# Aim
Reproduce each record below exactly as written.

# Stored rows

+-------+

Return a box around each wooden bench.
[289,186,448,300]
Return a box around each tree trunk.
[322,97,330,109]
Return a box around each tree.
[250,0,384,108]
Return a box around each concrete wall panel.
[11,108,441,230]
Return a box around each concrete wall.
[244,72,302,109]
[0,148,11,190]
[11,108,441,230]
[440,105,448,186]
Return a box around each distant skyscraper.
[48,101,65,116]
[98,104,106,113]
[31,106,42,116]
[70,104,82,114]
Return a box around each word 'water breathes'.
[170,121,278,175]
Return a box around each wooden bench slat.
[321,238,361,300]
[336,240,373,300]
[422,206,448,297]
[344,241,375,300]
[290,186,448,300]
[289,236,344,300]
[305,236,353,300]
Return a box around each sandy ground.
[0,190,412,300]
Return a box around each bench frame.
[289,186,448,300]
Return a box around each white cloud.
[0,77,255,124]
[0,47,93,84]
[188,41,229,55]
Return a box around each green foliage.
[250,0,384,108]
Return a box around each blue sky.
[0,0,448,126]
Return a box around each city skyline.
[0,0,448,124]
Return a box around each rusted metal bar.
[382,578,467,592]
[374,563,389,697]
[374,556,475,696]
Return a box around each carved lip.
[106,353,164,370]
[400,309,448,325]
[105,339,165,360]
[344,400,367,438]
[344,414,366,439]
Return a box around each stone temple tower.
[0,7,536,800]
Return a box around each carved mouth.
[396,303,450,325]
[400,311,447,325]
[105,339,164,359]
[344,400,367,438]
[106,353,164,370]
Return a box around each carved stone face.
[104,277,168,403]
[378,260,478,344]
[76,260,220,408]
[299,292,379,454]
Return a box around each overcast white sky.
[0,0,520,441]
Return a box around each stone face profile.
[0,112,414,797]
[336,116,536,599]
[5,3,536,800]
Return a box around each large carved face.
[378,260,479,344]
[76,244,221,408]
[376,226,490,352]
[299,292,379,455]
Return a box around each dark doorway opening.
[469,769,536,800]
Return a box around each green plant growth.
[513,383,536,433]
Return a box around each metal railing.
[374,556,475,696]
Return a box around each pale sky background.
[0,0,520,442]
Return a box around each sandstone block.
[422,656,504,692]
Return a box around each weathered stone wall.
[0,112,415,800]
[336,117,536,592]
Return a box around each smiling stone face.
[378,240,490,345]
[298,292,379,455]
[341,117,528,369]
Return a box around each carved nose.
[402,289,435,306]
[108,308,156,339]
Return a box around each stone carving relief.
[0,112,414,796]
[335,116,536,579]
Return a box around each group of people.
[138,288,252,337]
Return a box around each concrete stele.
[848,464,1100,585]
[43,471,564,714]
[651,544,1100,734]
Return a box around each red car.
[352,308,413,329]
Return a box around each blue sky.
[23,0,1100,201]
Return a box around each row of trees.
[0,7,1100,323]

+-------+

# Complete answer
Return a box around each wooden bench.
[289,186,448,300]
Return a box around each tree trunk.
[322,97,330,109]
Return a box around each tree.
[250,0,384,108]
Return a box around each concrete wall panel.
[11,108,441,230]
Return a box around each concrete wall.
[244,72,302,109]
[0,148,11,190]
[11,108,441,230]
[440,105,448,186]
Return a box around each distant skyscraper.
[48,101,65,116]
[98,104,106,113]
[31,106,42,116]
[70,104,82,114]
Return a box around each word 'water breathes'.
[170,121,278,175]
Return a box around each wooden bench slat.
[321,238,361,300]
[336,240,373,300]
[422,206,448,297]
[344,241,375,300]
[290,186,448,300]
[289,236,344,300]
[305,236,353,300]
Return a box around each sandy ground.
[0,190,412,300]
Return a box around each bench frame.
[289,186,448,300]
Return a box around each white cloud.
[0,77,255,124]
[0,47,93,84]
[188,41,229,55]
Return a box around each green foliage.
[250,0,384,108]
Return a box around each blue sky.
[0,0,448,126]
Return a box around each city skyline.
[0,0,448,124]
Return a box around each rusted metal bar.
[382,578,467,592]
[374,563,389,697]
[374,556,475,696]
Return a box around each carved lip.
[106,353,164,370]
[400,309,448,325]
[105,339,165,360]
[344,400,367,438]
[344,414,366,439]
Return a box around each stone temple tower.
[0,7,536,800]
Return a box around each carved mouth.
[396,303,450,325]
[400,311,447,325]
[105,339,164,359]
[344,400,367,438]
[106,353,164,370]
Return a box around each carved stone face.
[104,277,168,403]
[378,260,478,344]
[76,260,220,408]
[299,292,379,454]
Return a box around each overcast white sky.
[0,0,520,441]
Return a box around each stone face profile.
[0,112,414,797]
[336,116,536,599]
[5,3,536,800]
Return a box around each large carved face.
[378,260,479,344]
[76,244,221,408]
[376,226,490,352]
[299,292,379,455]
Return a box around each dark doorway opening.
[469,769,536,800]
Return a box around each green plant growth.
[513,383,536,433]
Return a box around each metal railing.
[374,556,475,696]
Return a box around each pale sky background.
[0,0,520,442]
Return a box around each sandstone block.
[422,656,504,692]
Return a box around each weathered stone wall.
[0,112,415,800]
[336,117,536,592]
Return a box around each smiling stone face.
[378,240,490,345]
[298,292,379,455]
[341,117,528,369]
Return a box around each carved nose.
[402,289,435,306]
[108,308,156,339]
Return a box around each stone carving relief.
[0,112,414,796]
[335,116,536,579]
Return a box around each group of people.
[138,288,252,337]
Return a box around each concrete stele.
[848,464,1100,585]
[43,471,564,714]
[651,544,1100,734]
Return a box around each red car.
[352,308,413,329]
Return a box around each blue sky.
[23,0,1100,201]
Return a box around each row of trees.
[0,7,1100,323]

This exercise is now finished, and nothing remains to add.